Pull out every line below that contains the word "white". Case counts, so uppercase and lowercase letters must match.

### INPUT RECORDS
○ ○ ○ ○

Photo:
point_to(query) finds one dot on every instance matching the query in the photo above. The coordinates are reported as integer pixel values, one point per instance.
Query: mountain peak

○ ○ ○ ○

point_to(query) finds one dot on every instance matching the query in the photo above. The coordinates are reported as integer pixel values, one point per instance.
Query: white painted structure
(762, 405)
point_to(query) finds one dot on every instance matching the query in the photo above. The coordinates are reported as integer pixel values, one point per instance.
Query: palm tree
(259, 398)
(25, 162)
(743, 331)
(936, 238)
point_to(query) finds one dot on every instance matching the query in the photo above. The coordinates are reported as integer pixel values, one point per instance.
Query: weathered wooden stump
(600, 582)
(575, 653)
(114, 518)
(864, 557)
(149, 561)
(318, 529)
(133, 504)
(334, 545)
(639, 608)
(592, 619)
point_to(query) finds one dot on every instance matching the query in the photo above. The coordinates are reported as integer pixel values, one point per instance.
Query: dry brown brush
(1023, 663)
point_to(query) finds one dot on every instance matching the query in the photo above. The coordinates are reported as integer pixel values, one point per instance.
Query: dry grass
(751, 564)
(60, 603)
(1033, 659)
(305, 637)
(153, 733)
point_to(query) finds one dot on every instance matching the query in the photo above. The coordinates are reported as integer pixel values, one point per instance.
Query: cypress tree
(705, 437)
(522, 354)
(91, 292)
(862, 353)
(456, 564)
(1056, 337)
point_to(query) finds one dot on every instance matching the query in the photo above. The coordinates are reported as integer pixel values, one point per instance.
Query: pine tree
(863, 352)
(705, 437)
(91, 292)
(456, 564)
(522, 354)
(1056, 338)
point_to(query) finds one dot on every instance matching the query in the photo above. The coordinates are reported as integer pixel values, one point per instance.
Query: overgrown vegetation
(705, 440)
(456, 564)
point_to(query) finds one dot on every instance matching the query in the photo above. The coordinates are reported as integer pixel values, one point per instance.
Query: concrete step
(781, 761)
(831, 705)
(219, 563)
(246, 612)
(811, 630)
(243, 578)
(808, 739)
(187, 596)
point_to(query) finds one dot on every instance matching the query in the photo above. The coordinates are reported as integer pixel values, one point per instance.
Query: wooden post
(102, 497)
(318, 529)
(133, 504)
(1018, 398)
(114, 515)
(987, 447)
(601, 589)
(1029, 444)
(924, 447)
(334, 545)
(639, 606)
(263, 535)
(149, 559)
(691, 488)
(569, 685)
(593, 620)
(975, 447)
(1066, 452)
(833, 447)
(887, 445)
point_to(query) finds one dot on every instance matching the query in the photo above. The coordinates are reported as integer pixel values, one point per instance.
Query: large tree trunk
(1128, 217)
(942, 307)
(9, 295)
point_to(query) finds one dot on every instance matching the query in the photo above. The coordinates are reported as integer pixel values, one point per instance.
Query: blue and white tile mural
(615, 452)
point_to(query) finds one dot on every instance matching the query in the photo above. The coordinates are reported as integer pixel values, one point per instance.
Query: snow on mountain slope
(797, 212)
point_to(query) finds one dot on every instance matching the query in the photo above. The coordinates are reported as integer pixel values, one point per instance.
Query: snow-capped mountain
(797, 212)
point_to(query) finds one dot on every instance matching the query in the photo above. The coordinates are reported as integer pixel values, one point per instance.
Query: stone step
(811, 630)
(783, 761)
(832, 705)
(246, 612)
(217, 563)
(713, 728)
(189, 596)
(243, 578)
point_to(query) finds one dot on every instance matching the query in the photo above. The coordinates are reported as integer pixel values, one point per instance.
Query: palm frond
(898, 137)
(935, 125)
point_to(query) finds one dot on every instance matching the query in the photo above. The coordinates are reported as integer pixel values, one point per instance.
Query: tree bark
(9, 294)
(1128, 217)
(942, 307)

○ ○ ○ ○

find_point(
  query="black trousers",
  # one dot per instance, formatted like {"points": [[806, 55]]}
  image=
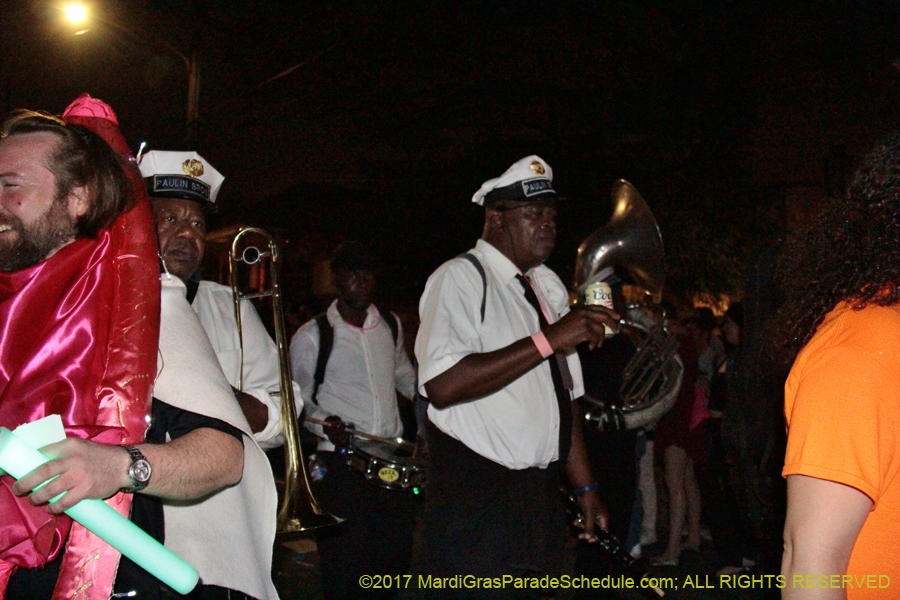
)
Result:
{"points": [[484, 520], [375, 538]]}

○ ○ ○ ○

### FULL OUTPUT
Query: white painted structure
Query: blue and white tile mural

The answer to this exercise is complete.